**PAGE**.
State Road 415 (SR 415) is a north–south route in Central Florida running between State Road 44 in Volusia County and SR 46 in Seminole County.

The road continues north of State Road 44 to U.S. Route 92 (US 92) as County Road 415 (CR 415), Tomoka Farms Road.

Also SR 415 connects with the  eastern terminus of Lake Mary Boulevard at the intersection of SR 415 and SR 46.

Route description
State Road 415 begins in Seminole County at State Road 46 just east of the Orlando-Sanford International Airport and heads straight north. The only intersection of any importance within the county is CR 415(Celery Avenue), a county connecting spur which leads to downtown Sanford at US 17/92. Here the road shifts to the northeast and crosses the St. Johns River over the Osteen Bridge, where it enters Volusia County and runs through the Lake Monroe Conservation Area, which it leaves at the intersection of Reed Ellis Road. In Osteen SR 415 serves as the terminus for three separate County Roads; CR 5758, CR 4164, and CR 4162 respectively. Here, it turns straight north again until it approaches CR 4145 and then curves northeast again, as it passes through swampland and over dry creeks and canals before running through Alamana where it runs near the west side of Lake Ashby, crosses a bridge over the Lake Ashby Canal, and serves as the address for the privatetly-owned Leffler Airport.

**WORK REQUIRED**.
Please extend the State Road 415 text, picking up after its final sentence. The lines that come next aren't needed.

**DATASET SECTION**.
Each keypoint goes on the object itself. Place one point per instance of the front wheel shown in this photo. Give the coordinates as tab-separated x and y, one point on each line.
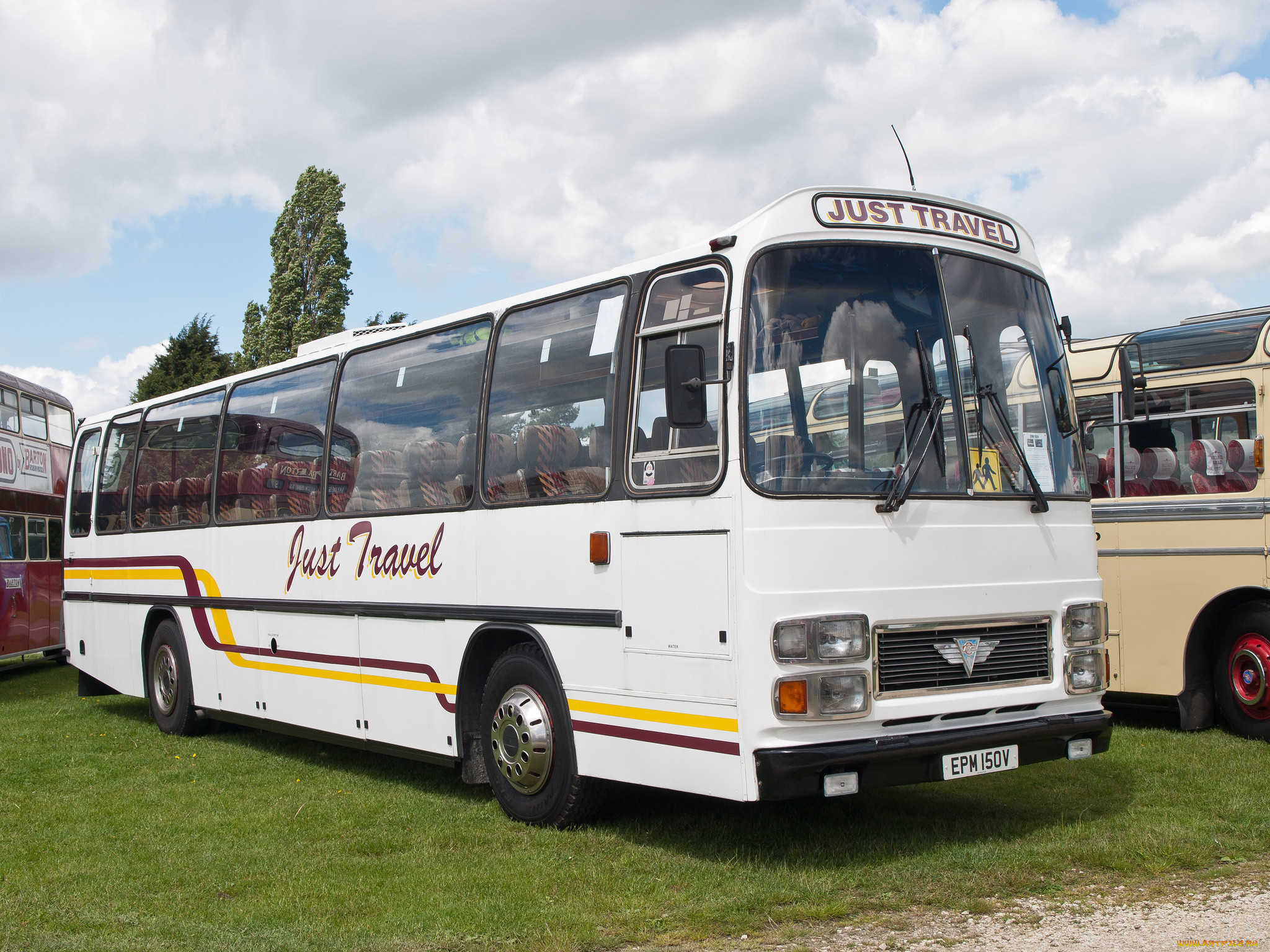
1240	669
527	744
172	696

**ANSWER TO THIS TASK**.
The road turns at a slight left angle but still remains northeast as it terminates at State Road 44 east of New Smyrna Speedway in Samsula. However, it continues to run north as County Road 415(Tomoka Farms Road), which runs west of the city limits of New Smyrna Beach and Port Orange. From here, the road intersects CR 4118, serves as the western terminus of CR 421, a county extension of SR 421, passes over I-4 with no access, just before it terminates at I-95, and finally terminates at a former wye with U.S. Route 92 and CR 4068 in Daytona Beach, near the Daytona Flea and Farmers Market.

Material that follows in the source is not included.